◆ Prompt
Transcribe all the entries word for word, skipping the pictures.

◆ The data

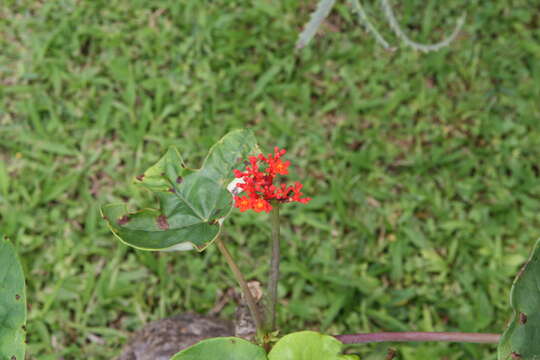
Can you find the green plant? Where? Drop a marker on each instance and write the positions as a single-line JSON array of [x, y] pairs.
[[12, 303], [182, 196]]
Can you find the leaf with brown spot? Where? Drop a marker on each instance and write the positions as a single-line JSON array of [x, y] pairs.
[[520, 340], [191, 202]]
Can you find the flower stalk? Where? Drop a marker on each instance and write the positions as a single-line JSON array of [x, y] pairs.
[[273, 276], [419, 336], [252, 305]]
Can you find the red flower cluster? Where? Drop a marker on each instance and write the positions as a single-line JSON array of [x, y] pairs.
[[258, 183]]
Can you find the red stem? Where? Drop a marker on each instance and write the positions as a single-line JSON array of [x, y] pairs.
[[418, 336]]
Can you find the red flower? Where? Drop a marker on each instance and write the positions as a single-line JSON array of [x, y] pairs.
[[258, 184]]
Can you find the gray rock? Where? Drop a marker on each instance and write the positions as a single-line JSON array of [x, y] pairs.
[[161, 339]]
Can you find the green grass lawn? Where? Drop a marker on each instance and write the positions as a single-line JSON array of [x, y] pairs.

◆ Response below
Can you find the green plant? Where? Drop a marker on each instance and write the positions as a single-line JSON array of [x, y] pairs.
[[12, 303], [182, 196]]
Can you find the leaf with brown spot? Where? Drop a marker on each instance and write the positions as a single-line JSON array of [x, y] pairs.
[[520, 340], [191, 202]]
Can you find the flower stalk? Where? Drop a marker on each instance and write the positions as a single-line JSON array of [x, y] pairs.
[[273, 276], [419, 336], [252, 305]]
Can you find the red flower cluster? Where? Drop a marker on each instance and write the positions as a single-line JSON array of [x, y] pairs.
[[258, 183]]
Can you find the red stem? Where? Drop a marker on each instance and write the positions as a single-line JSON array of [x, y] pairs.
[[418, 336]]
Can you find the red flower? Where? Drop a marker on each instance and write the positions as a single-line JSON array of [x, y] pairs.
[[258, 184]]
Can you find the gray rock? Where? Drop a marker on each instance and write the positions as a single-line JSON array of [x, y] pairs.
[[161, 339]]
Can you find the green grass lawn? Where? Drop a marker on each instance and write the positions as a single-line JSON array of [x, y] pairs.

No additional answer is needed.